Extracted entries -
- - - -

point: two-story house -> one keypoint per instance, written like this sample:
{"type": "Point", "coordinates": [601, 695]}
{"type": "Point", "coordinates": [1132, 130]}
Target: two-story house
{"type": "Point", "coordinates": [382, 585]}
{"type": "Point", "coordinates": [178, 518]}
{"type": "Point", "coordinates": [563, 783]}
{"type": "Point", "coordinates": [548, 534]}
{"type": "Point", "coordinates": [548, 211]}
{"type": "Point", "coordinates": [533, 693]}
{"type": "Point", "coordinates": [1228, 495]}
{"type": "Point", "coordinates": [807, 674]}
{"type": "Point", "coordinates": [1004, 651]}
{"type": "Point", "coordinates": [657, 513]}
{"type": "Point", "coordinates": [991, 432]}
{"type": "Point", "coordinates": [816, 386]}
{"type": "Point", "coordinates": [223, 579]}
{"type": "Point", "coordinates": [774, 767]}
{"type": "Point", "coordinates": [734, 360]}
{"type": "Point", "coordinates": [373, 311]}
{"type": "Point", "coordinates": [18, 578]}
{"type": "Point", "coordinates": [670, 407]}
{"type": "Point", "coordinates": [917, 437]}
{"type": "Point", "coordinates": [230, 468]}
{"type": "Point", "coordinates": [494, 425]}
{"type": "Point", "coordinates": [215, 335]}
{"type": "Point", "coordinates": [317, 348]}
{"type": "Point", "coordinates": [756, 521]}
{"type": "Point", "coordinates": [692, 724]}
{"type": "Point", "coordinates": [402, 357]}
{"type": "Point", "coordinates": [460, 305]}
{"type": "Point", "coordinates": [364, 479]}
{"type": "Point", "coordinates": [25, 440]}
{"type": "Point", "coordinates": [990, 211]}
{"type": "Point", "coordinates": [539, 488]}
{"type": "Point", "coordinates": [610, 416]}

- - - -

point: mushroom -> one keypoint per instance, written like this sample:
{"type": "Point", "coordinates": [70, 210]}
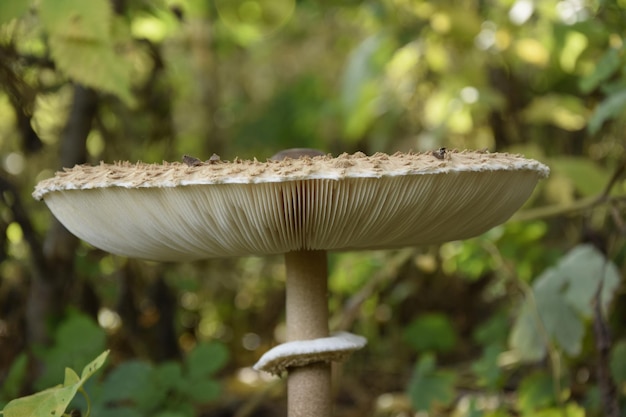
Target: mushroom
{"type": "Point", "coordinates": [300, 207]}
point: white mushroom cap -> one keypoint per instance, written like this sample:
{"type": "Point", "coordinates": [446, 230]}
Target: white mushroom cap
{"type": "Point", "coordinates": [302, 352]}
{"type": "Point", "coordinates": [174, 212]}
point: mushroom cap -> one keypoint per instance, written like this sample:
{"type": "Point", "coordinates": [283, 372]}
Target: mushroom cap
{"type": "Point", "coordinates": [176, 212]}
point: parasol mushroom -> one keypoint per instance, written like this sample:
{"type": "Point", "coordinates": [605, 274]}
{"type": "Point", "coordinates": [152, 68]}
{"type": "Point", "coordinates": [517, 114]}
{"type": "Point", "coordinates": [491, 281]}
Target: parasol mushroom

- - - -

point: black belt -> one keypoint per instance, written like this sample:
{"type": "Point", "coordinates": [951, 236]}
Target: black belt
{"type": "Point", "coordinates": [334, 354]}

- - - -

Exercise description -
Filter the listing above down to the lines that contain the word "parasol".

Answer for the task -
point: parasol mushroom -> one keypoint per instance, written like this sample:
Target: parasol mushroom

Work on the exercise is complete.